==== Page excerpt ====

Not only are growers using no-till to replace roto-tillers for annual renovation of strawberry beds, but some are even no-tilling new beds. The results are improved soil tilth, improved weed control, reduced labor, reduced machinery use, less equipment maintenance and improved bottom lines with no-till.
Bill Jacobson and his family raise 150 acres of apples and 16 acres of strawberries near White Bear Lake, Minn. Following strawberry harvest, Bill traditionally relied on a roto-tiller to narrow the 2-foot-wide strawberry beds down to a width of 10 inches.
Since strawberries reproduce vegetatively, annual bed renovation keeps fields from becoming a solid mat of unmanageable plants. The plants remaining in the narrowed and renovated row area send out runners that grow into new strawberry plants that create next season’s 2-foot-wide berry bed.

====

▶ [Complete the following]
a) List every result of no-till that the strawberry passage above names.
b) Continue the passage on no-till strawberry beds from its last sentence.

==== Excerpted data ====

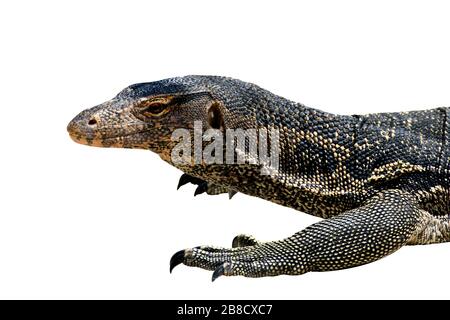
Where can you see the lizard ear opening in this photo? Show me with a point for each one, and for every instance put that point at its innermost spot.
(215, 118)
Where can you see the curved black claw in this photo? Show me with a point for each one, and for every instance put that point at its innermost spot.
(177, 259)
(185, 178)
(202, 187)
(231, 194)
(220, 271)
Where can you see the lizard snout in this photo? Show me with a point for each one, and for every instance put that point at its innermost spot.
(83, 127)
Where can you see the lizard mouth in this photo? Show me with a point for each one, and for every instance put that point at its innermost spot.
(83, 132)
(115, 141)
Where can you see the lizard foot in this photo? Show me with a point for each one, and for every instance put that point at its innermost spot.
(204, 186)
(262, 259)
(385, 223)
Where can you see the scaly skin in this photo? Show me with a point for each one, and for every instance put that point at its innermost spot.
(380, 180)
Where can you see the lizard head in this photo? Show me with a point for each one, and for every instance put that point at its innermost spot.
(145, 115)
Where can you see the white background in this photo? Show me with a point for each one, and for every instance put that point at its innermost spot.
(80, 222)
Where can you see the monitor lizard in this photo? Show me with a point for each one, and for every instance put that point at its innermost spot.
(380, 181)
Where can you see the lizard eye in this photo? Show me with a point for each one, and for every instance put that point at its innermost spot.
(154, 107)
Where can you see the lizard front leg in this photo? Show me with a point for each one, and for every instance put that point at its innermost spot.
(381, 226)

====

▶ [Solved tasks]
a)
- Improved soil tilth
- Improved weed control
- Reduced labor
- Reduced machinery use
- Less equipment maintenance
- Improved bottom lines

b)
A strawberry bed can be renovated with no-till for three or four seasons before diseases and insects take their toll and the beds have to be tilled. A vigorous flush of weeds is also standard following each roto-tiller renovation.
“I got tired of stirring up the weed seeds with the roto-tiller,” says Jacobson. “Every time I did that, I experienced a new weed of the year. Sometime after renovation, I’d have to go in there and spray the weeds.”